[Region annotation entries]
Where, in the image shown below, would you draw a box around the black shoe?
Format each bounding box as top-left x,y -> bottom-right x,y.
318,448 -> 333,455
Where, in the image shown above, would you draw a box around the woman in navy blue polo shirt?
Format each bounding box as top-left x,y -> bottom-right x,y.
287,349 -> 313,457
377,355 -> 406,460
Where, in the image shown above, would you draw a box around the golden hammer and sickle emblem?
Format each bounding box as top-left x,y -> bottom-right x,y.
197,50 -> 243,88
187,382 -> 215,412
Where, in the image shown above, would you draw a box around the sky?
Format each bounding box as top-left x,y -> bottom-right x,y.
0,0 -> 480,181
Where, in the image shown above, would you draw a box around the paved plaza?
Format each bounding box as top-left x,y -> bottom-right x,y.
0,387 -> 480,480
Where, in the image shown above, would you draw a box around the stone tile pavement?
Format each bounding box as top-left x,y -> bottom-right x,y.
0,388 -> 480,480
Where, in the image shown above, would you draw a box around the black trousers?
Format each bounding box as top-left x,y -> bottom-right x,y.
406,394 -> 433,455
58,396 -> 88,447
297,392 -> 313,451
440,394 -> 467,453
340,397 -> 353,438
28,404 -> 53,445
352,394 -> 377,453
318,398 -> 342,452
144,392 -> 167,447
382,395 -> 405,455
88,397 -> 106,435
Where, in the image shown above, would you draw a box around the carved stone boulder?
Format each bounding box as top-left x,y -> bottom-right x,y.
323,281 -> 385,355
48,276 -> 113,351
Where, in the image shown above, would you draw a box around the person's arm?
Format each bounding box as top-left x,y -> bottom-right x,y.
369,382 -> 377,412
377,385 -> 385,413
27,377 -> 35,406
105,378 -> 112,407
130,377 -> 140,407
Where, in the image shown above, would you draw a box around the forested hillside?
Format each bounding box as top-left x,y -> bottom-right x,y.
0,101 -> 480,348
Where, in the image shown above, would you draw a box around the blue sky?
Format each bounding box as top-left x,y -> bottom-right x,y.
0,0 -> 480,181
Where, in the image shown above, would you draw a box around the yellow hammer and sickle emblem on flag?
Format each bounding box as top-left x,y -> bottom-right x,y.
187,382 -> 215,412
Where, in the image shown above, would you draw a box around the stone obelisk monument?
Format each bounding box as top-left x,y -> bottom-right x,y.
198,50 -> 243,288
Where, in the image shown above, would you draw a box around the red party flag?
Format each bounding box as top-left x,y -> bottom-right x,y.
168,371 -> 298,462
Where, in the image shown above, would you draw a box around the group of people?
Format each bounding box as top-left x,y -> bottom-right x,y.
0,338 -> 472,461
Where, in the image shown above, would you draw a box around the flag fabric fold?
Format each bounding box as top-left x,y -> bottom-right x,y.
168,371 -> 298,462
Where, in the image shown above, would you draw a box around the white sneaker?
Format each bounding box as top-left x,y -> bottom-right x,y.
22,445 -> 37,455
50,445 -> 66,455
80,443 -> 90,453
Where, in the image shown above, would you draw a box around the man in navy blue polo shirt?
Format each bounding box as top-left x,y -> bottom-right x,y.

__Goal__. Pick out each row above that contains the word "blue" and copy those rows in full.

__Written response__.
Where, in the image shown above, would you draw a box around the woman in navy blue polo shirt?
Where, in the image shown above, would you draw a box around the blue sky?
Where, in the image shown above, would you draw a box around the man in navy blue polo shirt?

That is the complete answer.